From the data below, return the exact lines starting at the line containing "Target: brown leather belt" and ending at the line containing "Target: cream long-sleeve top", both included, and nothing else.

◆ LISTED ENTRIES ◆
◆ ◆ ◆ ◆ ◆
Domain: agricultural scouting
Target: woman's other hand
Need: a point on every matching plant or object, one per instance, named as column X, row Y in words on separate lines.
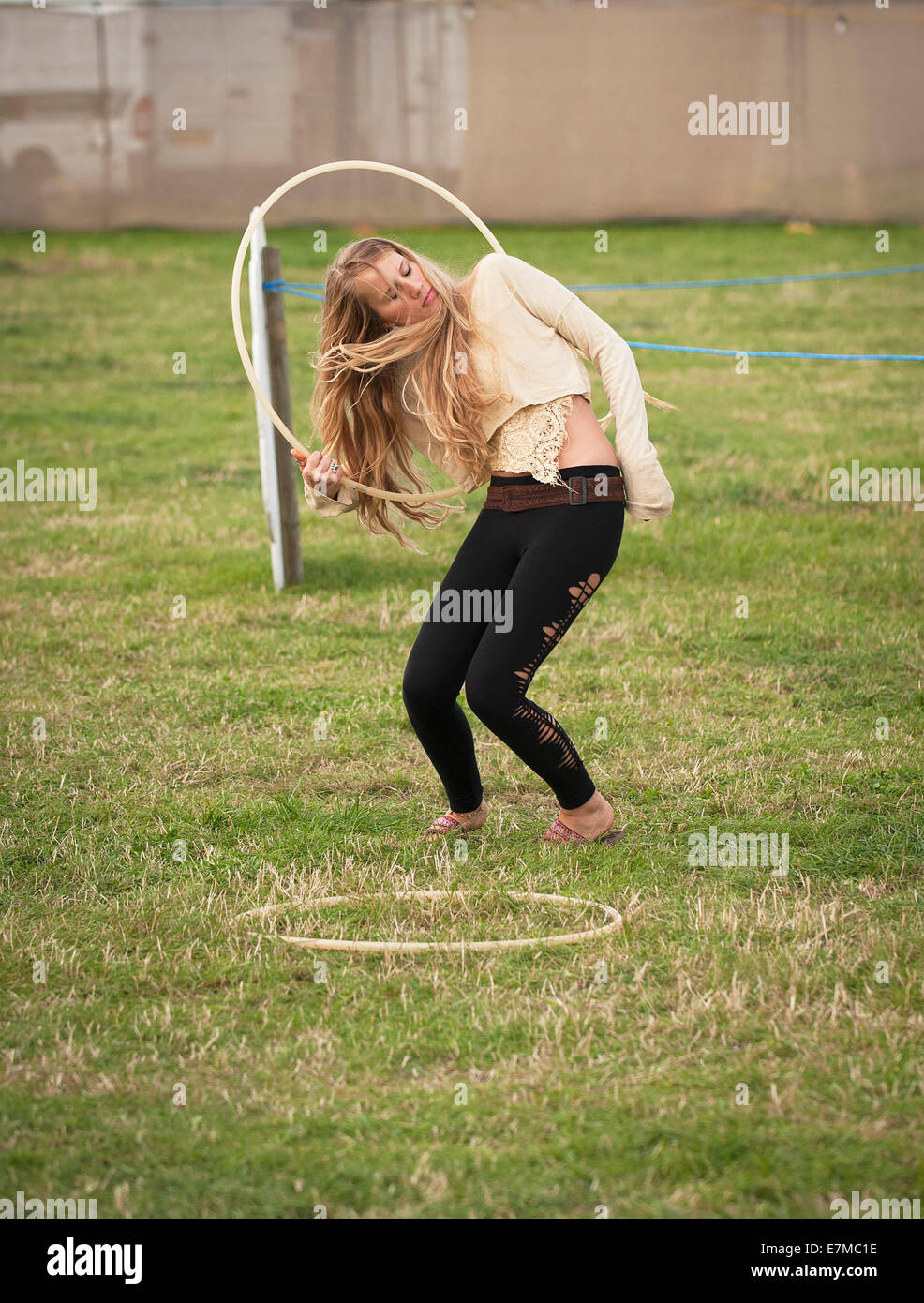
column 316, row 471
◆ ◆ ◆ ◆ ◆
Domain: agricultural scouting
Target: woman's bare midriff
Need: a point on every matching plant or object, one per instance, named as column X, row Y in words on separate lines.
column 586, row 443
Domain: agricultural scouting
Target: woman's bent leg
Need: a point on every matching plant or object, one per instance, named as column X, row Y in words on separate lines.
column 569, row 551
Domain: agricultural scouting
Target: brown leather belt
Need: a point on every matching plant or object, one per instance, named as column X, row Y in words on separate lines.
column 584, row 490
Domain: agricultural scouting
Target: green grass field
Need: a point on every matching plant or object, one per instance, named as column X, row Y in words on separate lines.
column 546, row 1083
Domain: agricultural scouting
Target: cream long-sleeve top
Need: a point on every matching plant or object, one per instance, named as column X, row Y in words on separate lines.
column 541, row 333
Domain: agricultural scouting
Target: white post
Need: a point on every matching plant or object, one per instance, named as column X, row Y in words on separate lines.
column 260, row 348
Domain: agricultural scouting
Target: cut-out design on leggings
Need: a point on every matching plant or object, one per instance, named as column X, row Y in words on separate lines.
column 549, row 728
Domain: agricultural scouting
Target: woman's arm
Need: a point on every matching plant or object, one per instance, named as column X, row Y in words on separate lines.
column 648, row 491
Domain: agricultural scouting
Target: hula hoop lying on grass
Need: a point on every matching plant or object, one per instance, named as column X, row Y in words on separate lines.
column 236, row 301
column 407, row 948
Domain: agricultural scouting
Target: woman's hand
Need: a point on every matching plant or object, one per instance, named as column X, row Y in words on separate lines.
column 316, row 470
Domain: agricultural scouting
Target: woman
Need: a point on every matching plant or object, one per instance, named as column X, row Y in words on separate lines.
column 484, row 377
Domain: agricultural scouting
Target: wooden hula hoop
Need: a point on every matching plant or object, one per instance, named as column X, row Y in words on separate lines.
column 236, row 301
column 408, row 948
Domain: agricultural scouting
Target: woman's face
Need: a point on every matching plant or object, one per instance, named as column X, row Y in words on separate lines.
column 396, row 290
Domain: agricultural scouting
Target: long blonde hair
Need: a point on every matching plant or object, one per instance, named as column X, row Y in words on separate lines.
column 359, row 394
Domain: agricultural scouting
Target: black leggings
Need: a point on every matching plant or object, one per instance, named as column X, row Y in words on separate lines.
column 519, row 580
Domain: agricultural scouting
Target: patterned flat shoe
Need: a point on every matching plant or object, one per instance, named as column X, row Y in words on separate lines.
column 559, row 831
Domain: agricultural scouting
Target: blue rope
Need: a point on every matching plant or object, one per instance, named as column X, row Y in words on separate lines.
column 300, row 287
◆ ◆ ◆ ◆ ◆
◆ ANSWER TO THIS EXERCISE ◆
Target: brown leather belt
Need: a point on every matching plant or object, one per instance, named as column X, row Y in words on separate lines.
column 584, row 490
Domain: agricultural scouting
Target: green grass field
Need: a point on every matching plant or object, one per instance, named as column X, row Y in words on separate lines.
column 546, row 1083
Domain: agricultural scouting
Target: cream long-sleeve top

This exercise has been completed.